### Tasks to perform
(1) According to the homeschooling post, why do the writer's kids share an intimacy despite fighting and annoying each other?
(2) List every example the homeschooling post gives of the intimacy the writer's kids share.

### Document section

Wednesday, November 29, 2006

Homeschooling, Waldorf Education and Teens.

Into High School is a nine page online booklet on homeschooling teens with a Waldorf influence.

I really appreciated some of the author's thoughts - especially :

I have come to believe that it is
more than okay for siblings
to be best friends.

I have come to believe that it is
more than okay for parents
to enjoy their teen-aged children.


My kids really are friends. Yes, they fight and get annoyed with each other. But because they also spend a lot of time together, they share an intimacy - familiar jokes, shared memories and experiences.

An example. Last week, I printed off a discrete maths activity for Thomas and Anny to try. A spider web mapping game, from Mathwire. When I was upstairs getting changed out of workout gear, I heard them laughing and having fun with the game - really getting into it. I smiled.Friends and brothers.

And this smile leads me into my enjoyment of my kids - the boys (and my dh) are some of my coolest friends. We like the same movies. We share books. We laugh and talk - and even when I am in lecture mode , we get along.

[Stored data entries]
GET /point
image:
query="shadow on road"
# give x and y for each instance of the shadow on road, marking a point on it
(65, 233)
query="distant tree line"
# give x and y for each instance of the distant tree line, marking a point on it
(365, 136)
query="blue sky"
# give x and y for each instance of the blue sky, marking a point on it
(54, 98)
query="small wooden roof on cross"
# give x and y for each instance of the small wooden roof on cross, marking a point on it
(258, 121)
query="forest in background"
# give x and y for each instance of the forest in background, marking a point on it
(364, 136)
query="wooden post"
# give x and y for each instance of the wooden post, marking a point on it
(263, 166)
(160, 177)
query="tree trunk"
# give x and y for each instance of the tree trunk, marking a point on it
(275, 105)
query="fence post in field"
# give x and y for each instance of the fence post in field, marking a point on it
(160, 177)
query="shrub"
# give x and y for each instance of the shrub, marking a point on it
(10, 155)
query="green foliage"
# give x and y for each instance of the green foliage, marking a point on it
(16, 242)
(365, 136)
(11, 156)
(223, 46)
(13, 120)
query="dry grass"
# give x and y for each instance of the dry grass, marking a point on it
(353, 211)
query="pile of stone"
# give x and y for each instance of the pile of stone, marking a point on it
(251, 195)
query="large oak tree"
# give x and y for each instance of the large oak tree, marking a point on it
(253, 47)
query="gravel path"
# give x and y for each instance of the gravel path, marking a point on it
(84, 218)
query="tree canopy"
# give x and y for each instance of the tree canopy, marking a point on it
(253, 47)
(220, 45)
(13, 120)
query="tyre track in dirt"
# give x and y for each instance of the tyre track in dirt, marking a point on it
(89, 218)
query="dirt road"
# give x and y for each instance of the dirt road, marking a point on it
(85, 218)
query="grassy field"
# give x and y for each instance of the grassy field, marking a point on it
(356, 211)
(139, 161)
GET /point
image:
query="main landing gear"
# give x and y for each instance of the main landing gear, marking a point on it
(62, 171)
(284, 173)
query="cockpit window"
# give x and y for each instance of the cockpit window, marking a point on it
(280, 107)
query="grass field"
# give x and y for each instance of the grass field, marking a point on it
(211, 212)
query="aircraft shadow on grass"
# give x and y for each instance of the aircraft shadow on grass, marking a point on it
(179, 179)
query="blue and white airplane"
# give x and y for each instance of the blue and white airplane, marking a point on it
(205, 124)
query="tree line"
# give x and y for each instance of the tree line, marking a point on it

### Problem solutions
(1) They spend a lot of time together, so they share an intimacy despite the fighting and annoyance.

(2)
- Familiar jokes
- Shared memories
- Shared experiences